_DATA PROVIDED_:

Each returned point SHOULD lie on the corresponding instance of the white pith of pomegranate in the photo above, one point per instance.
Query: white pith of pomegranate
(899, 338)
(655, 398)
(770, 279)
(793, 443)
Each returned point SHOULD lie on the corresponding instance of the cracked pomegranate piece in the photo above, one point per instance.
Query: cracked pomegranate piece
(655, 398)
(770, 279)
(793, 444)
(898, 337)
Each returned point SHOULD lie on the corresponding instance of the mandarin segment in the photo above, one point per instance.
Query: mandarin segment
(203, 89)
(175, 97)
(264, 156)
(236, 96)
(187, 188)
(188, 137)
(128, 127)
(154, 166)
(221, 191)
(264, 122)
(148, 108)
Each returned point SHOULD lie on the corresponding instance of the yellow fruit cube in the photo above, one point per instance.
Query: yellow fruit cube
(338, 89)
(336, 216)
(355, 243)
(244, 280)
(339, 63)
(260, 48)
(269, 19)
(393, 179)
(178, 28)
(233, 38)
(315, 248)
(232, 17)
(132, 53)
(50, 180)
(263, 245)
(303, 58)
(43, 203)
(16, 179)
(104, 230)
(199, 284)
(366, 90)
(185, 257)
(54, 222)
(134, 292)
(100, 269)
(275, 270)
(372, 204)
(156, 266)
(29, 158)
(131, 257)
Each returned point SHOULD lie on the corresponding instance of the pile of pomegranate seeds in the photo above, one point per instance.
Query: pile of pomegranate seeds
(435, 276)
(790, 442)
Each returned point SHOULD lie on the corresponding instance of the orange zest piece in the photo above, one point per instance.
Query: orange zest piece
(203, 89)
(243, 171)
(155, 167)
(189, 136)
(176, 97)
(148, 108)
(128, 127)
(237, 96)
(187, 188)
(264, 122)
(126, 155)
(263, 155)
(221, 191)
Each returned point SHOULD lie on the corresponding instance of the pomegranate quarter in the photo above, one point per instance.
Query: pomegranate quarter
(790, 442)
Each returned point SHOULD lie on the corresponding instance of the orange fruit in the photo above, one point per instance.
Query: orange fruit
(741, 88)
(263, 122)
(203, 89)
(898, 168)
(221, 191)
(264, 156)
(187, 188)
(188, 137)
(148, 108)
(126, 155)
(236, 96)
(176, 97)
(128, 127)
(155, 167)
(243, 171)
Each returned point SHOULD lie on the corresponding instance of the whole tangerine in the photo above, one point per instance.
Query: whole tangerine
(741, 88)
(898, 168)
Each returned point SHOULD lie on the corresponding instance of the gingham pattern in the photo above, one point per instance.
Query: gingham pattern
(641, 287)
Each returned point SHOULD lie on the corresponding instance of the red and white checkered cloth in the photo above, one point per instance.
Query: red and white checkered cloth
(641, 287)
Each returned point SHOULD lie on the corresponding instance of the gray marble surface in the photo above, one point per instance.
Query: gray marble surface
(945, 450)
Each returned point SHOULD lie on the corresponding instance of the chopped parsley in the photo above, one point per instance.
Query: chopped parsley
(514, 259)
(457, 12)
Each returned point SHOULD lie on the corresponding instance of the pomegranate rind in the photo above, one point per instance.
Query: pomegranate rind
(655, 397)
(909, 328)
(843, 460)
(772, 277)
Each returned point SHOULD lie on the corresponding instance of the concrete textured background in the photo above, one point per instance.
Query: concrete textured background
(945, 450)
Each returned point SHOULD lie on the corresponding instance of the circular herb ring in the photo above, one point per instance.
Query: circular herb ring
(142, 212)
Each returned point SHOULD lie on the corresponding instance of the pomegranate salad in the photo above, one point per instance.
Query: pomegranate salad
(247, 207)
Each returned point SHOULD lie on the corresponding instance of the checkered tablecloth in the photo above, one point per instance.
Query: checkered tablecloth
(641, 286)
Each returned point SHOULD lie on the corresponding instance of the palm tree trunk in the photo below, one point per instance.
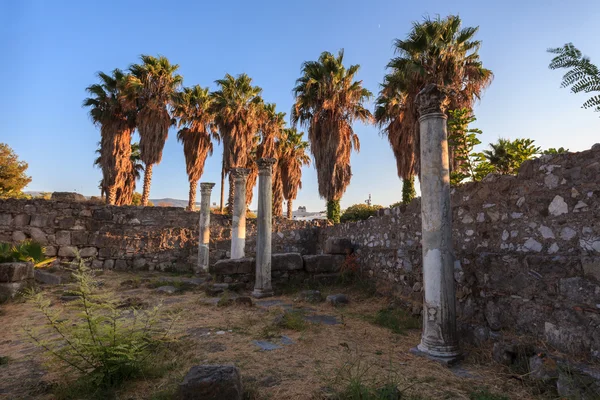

_THE PROBLEM_: Rewrite every line of the items above as a numbered list, skipping blank lines and leaving out the pictures.

_OUTPUT FOR THIS EXERCISE_:
1. Each returned point SHOULD lie on the corresponding instance of the white pith of pomegranate in the photo above, one point per instance.
2. Query: white pith of pomegranate
3. (899, 338)
4. (655, 398)
5. (770, 279)
6. (793, 443)
7. Each returned point SHOULD lie on the corresponding instance of the cracked pomegranate piece in the photo above, one point per instance.
8. Query: cracked pomegranate piece
9. (655, 398)
10. (770, 279)
11. (793, 444)
12. (898, 337)
13. Each returned point SHOULD lie on the corresponding instance of the mandarin segment in the photo above, one point per instance.
14. Query: mandarin segment
15. (203, 89)
16. (175, 97)
17. (264, 156)
18. (236, 96)
19. (187, 188)
20. (188, 137)
21. (128, 127)
22. (154, 166)
23. (221, 191)
24. (264, 122)
25. (148, 108)
26. Each returned point SHOULD lie on the corresponding instance of the yellow fruit cube in the photo above, one point per instance.
27. Query: yellow fruit cube
28. (338, 89)
29. (336, 216)
30. (355, 243)
31. (244, 280)
32. (339, 63)
33. (260, 48)
34. (269, 19)
35. (393, 179)
36. (178, 28)
37. (233, 38)
38. (315, 248)
39. (232, 17)
40. (132, 53)
41. (50, 180)
42. (263, 245)
43. (303, 58)
44. (43, 203)
45. (16, 179)
46. (104, 230)
47. (199, 284)
48. (366, 90)
49. (185, 257)
50. (54, 222)
51. (134, 292)
52. (100, 269)
53. (275, 270)
54. (372, 204)
55. (156, 266)
56. (29, 158)
57. (131, 257)
58. Each returned point SHOULD lie on the corresponding instance of the pile of pomegranate seeds in the photo above, one point per instance.
59. Query: pile of pomegranate seeds
60. (435, 276)
61. (790, 442)
62. Each returned point SHOULD lie on the corresponding instance of the orange zest piece in the photo above, one point per instance.
63. Query: orange zest piece
64. (203, 89)
65. (243, 171)
66. (155, 167)
67. (189, 136)
68. (176, 97)
69. (148, 108)
70. (128, 127)
71. (237, 96)
72. (187, 188)
73. (264, 122)
74. (126, 155)
75. (263, 155)
76. (221, 191)
77. Each returned point SHOULD lie on the corresponding instance of the pomegranate quarter in the photo above, one point per instance.
78. Query: pomegranate quarter
79. (790, 442)
80. Each returned point SHOULD lie on the corresponding instance of the orange fruit in the photo above, one point per instance.
81. Query: orange fruit
82. (741, 88)
83. (263, 122)
84. (203, 89)
85. (898, 168)
86. (221, 191)
87. (264, 156)
88. (187, 188)
89. (188, 137)
90. (148, 108)
91. (126, 155)
92. (236, 96)
93. (176, 97)
94. (128, 127)
95. (155, 167)
96. (243, 171)
97. Each returned point SHOULD lie on the corresponding instance of the whole tangerine in the photo above, one point per instance.
98. Query: whole tangerine
99. (741, 88)
100. (898, 168)
101. Each returned point SHOULD lie on the corresponding instance of the gingham pattern in the photo above, one point per instance.
102. Query: gingham pattern
103. (641, 287)
104. Each returned point SHOULD lie on the corresponding instance of the red and white checkered cloth in the photo above, one point per instance.
105. Query: red and white checkered cloth
106. (641, 287)
107. Each returned point SHOULD lie on the corresponding instance of the gray marble surface in the photo above, one point per instance.
108. Query: gray marble surface
109. (945, 450)
110. Each returned point SHOULD lie on the corresponding instance of the chopped parsley in the photo above, one point per instance.
111. Query: chopped parsley
112. (514, 259)
113. (457, 12)
114. Each returned point SHOULD lie on the corresponding instance of the pomegranate rind in the photo above, one point per instance.
115. Query: pomegranate rind
116. (655, 397)
117. (909, 328)
118. (843, 460)
119. (772, 277)
120. Each returned point SHOULD lie on the corresponding instance of the concrete textured background in the photo above, one point per instance.
121. Query: concrete textured background
122. (945, 450)
123. Each returned point SHOULD lie on the corresponding instance of the circular herb ring in the photo above, one point per instance.
124. Query: circular herb ring
125. (142, 212)
126. Each returned point SHOULD lie on the corresponding instance of the pomegranate salad in the photo above, one point per instance.
127. Query: pomegranate salad
128. (247, 207)
129. Each returned point SHOULD lie on the corresponding instance of the checkered tablecloth in the photo above, one point per instance.
130. Query: checkered tablecloth
131. (641, 286)
132. Each returned point SHOULD lie on the corresponding instance of the palm tree trunk in the photo below, one point per instance.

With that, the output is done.